STATED EXERCISE
Copy out every line of the records below, changing each "Please find" to "Locate" and keeping all other text as it is.

(Entries from an annotation dataset)
☆ ☆ ☆ ☆

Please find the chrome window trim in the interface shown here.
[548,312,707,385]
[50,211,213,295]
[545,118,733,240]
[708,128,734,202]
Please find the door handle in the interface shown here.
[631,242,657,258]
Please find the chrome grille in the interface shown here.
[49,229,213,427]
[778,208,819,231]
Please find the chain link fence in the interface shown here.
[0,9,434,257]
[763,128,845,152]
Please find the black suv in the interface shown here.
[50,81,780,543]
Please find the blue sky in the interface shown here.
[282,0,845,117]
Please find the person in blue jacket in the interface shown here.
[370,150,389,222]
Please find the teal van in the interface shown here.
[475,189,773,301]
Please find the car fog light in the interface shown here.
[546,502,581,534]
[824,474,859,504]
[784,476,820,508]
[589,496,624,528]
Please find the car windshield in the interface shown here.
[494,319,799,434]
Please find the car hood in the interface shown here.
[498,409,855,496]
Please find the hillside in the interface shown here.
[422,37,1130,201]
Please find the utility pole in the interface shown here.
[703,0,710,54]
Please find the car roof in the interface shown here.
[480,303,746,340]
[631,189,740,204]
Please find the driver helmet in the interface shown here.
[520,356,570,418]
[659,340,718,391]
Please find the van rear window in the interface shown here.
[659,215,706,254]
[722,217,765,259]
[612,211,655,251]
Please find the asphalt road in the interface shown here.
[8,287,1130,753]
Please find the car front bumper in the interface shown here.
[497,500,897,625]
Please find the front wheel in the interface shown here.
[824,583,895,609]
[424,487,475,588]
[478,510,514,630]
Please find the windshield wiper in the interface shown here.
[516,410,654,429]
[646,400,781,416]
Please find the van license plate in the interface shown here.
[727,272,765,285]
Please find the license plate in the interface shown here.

☆ ☆ ☆ ☆

EXERCISE OUTPUT
Locate the chrome window trim in the interface shown here.
[548,312,707,385]
[50,211,213,295]
[545,118,733,240]
[708,128,734,202]
Locate the door handle in the interface shown here.
[631,242,657,258]
Locate the chrome grille in the interface shown here.
[49,229,213,427]
[778,208,819,231]
Locate the chain link fence in the interface shown here.
[0,9,434,257]
[763,128,845,152]
Locate the black suv in the interface shown here.
[50,81,780,543]
Locate the blue sky in the interface shown here.
[282,0,845,117]
Locate the person in blue jacket in the interface shown here.
[370,150,389,222]
Locate the teal van in the interface shown here.
[475,189,773,301]
Locate the car fog light in the interface shown here.
[546,502,581,534]
[824,474,859,504]
[784,476,820,508]
[589,496,624,528]
Locate the car windshield in the interface shown here.
[494,319,799,434]
Locate the car hood in the interface shown here.
[498,409,855,496]
Locate the hillside in the interface shown here.
[422,37,1130,201]
Locate the utility pole in the interface shown here.
[703,0,710,54]
Locate the car roof in the interface shown here.
[480,303,746,340]
[631,189,740,204]
Locate the driver helmet in the interface shown here.
[520,356,570,418]
[659,340,718,391]
Locate the van rear window in the interface shown here.
[659,215,706,254]
[722,217,765,259]
[612,211,655,251]
Locate the asphalt road in the interface shown here.
[8,287,1130,753]
Locate the car front bumper in the interface shown here.
[497,500,897,625]
Locate the front wheel in the interface shown here.
[824,583,895,609]
[424,487,475,588]
[478,510,514,630]
Locate the windshield wiper in the interface shown here.
[516,410,654,429]
[646,400,781,416]
Locate the van license plate in the interface shown here.
[727,272,765,285]
Locate the license plate in the interface shown here.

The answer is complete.